Starting at the line that contains "of the child's" and continuing through the end of the rows, write the lines out again with "table leg" substituted for "desk leg", leaving everything else unchanged.

** START OF EXERCISE MATERIALS **

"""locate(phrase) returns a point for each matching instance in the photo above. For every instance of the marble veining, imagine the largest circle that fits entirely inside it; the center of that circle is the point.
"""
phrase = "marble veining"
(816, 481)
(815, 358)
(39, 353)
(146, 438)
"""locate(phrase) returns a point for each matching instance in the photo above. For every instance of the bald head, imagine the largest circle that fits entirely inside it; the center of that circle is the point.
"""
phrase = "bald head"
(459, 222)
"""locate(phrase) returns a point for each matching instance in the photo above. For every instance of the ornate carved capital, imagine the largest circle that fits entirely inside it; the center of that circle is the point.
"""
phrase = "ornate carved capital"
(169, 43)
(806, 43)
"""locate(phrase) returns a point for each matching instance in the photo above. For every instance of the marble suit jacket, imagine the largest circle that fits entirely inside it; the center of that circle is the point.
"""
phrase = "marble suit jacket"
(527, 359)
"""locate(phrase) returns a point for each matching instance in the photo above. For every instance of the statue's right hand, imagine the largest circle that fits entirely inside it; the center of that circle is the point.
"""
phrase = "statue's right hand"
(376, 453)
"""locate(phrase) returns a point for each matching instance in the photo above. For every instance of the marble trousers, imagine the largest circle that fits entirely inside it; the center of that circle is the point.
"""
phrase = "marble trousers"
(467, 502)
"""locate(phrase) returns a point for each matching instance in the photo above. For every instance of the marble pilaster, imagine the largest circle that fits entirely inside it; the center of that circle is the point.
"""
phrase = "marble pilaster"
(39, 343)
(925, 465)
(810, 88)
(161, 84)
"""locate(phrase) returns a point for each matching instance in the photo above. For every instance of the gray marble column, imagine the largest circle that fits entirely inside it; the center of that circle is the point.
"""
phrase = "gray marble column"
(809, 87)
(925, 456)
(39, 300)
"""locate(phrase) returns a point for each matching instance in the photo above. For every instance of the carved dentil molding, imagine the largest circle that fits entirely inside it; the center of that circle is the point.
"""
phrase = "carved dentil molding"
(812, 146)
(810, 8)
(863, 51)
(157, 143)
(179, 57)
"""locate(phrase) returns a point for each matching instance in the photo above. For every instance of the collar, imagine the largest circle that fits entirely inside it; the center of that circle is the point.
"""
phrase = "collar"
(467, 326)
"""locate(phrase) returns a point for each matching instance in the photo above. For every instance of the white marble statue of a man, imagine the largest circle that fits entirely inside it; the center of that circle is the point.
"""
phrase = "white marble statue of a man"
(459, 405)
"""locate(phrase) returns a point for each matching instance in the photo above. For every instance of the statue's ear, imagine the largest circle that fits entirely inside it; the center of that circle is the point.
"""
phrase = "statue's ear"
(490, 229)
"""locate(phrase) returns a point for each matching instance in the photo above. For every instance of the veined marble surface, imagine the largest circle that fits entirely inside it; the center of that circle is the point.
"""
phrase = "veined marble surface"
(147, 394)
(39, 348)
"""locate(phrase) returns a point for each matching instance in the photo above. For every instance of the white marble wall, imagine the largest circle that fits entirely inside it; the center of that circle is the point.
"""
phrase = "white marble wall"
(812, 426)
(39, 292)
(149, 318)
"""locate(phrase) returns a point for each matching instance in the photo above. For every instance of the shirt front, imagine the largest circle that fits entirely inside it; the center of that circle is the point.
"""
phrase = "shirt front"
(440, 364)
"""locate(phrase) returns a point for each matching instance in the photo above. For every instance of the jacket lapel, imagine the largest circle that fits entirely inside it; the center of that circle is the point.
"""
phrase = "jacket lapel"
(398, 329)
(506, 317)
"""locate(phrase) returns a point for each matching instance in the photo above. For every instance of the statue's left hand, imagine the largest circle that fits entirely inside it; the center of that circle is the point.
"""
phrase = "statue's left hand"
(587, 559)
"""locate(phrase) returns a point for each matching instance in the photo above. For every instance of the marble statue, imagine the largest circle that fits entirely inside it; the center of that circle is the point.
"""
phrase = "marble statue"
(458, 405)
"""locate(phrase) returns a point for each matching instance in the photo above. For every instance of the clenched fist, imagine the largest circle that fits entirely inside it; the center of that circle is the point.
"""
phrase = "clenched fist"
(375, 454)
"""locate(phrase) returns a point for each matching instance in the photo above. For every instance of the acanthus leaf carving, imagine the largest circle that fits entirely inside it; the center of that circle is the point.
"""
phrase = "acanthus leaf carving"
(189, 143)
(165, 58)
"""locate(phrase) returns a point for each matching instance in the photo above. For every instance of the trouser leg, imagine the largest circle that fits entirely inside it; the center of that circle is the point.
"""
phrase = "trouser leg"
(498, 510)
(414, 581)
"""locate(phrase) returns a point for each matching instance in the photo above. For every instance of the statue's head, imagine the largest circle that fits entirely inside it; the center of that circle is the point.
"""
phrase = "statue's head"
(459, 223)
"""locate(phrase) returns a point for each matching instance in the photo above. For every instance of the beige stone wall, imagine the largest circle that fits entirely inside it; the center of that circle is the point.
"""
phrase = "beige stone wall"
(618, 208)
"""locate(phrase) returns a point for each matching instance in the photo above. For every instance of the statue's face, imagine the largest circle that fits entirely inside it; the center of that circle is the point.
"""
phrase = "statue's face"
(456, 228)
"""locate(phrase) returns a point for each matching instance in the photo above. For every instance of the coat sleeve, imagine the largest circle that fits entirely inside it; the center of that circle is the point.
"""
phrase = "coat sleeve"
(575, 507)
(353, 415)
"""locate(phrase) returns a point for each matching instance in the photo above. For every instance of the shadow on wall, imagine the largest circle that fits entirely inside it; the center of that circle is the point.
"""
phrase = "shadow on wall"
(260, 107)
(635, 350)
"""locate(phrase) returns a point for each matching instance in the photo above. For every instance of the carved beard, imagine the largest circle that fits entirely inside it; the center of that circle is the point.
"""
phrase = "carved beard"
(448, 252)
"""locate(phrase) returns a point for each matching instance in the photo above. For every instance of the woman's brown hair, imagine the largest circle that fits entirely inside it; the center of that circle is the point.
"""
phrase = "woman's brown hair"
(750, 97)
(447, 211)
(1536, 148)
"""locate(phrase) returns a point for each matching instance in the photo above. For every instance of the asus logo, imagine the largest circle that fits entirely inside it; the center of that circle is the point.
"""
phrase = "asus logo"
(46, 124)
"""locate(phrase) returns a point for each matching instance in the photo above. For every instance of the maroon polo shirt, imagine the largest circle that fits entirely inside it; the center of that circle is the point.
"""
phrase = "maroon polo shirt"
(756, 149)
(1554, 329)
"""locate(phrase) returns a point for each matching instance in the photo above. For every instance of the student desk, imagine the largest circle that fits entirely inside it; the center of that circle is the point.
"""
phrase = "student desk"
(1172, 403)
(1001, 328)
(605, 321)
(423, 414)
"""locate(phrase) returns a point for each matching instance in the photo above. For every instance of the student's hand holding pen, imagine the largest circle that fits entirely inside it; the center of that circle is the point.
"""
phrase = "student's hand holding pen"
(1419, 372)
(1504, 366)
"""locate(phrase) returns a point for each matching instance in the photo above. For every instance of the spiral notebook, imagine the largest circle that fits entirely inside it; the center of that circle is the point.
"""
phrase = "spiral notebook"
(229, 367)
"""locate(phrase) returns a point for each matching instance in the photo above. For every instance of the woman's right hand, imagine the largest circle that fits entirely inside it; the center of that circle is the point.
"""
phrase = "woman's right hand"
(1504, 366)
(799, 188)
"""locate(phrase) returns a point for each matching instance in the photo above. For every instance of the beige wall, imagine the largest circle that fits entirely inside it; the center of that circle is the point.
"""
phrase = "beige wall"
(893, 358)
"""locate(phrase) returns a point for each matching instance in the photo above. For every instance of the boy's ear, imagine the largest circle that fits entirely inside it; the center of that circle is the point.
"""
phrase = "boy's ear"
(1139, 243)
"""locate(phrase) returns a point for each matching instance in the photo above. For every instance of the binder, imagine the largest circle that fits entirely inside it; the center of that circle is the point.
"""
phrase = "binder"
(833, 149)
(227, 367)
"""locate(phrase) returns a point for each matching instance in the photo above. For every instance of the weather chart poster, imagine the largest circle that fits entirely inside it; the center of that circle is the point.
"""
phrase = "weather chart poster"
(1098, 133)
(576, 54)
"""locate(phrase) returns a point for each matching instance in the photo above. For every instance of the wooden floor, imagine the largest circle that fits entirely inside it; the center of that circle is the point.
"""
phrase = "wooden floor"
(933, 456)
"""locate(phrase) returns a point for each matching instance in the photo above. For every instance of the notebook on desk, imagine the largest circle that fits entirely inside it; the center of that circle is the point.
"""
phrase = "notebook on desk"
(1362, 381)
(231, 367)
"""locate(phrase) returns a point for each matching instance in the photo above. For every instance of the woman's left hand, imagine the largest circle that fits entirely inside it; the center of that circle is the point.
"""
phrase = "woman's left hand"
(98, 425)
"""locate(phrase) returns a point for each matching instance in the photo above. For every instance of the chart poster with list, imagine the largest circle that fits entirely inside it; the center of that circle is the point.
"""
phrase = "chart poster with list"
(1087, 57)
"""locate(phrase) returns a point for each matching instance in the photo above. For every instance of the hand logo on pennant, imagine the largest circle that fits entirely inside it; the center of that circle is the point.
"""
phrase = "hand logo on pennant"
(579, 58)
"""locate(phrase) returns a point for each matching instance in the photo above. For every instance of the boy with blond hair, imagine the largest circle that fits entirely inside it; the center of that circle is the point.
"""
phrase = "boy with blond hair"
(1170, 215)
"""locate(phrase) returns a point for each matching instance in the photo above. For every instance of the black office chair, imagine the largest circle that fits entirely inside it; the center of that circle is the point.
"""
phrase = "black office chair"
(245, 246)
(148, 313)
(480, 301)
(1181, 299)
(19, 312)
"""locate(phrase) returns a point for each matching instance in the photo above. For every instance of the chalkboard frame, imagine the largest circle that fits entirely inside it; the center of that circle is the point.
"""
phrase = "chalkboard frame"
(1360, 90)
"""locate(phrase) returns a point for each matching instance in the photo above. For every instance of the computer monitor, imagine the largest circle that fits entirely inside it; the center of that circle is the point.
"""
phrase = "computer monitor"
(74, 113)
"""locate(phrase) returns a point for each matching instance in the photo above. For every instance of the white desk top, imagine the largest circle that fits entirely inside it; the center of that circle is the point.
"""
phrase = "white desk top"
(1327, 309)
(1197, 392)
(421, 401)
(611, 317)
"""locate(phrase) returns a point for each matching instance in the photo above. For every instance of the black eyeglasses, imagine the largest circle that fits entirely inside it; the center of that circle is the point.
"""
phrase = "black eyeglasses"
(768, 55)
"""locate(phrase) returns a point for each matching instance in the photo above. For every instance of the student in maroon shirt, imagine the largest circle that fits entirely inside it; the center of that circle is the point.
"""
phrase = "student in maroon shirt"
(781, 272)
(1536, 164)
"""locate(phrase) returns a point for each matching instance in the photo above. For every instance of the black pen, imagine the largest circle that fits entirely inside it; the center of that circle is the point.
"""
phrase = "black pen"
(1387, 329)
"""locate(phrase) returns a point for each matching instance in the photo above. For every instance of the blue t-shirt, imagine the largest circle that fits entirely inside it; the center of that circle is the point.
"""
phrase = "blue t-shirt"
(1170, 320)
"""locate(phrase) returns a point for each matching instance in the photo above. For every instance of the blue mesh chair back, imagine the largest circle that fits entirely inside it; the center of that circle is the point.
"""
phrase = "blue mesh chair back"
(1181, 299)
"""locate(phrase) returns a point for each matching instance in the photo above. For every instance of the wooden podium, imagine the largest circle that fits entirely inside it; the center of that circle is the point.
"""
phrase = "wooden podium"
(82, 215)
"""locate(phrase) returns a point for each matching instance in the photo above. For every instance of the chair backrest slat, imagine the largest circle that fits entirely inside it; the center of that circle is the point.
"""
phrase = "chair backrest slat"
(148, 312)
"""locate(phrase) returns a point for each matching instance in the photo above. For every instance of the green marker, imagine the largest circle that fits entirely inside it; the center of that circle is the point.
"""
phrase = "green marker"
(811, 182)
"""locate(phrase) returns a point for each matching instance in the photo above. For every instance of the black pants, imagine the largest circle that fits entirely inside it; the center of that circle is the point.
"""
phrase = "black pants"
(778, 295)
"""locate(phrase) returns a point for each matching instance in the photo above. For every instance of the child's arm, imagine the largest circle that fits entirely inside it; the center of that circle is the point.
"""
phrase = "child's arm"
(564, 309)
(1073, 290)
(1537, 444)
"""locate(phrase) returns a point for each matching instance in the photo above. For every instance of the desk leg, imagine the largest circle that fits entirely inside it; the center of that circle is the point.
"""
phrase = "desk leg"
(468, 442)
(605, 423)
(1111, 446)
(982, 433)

** END OF EXERCISE MATERIALS **

**EXERCISE ANSWER**:
"""locate(phrase) returns a point for each matching instance in the photo above. For every instance of the child's arm, imagine the largest circle that fits entirely inside it; the center of that circle is the point.
"""
phrase = "child's arm"
(564, 309)
(1073, 290)
(1537, 444)
"""locate(phrase) returns a point for each matching instance in the photo above. For every instance of the table leg, imagine the largest circle that fits entirely inside it; the center of that circle is the point.
"""
phrase = "table leg"
(468, 442)
(605, 423)
(1111, 446)
(982, 433)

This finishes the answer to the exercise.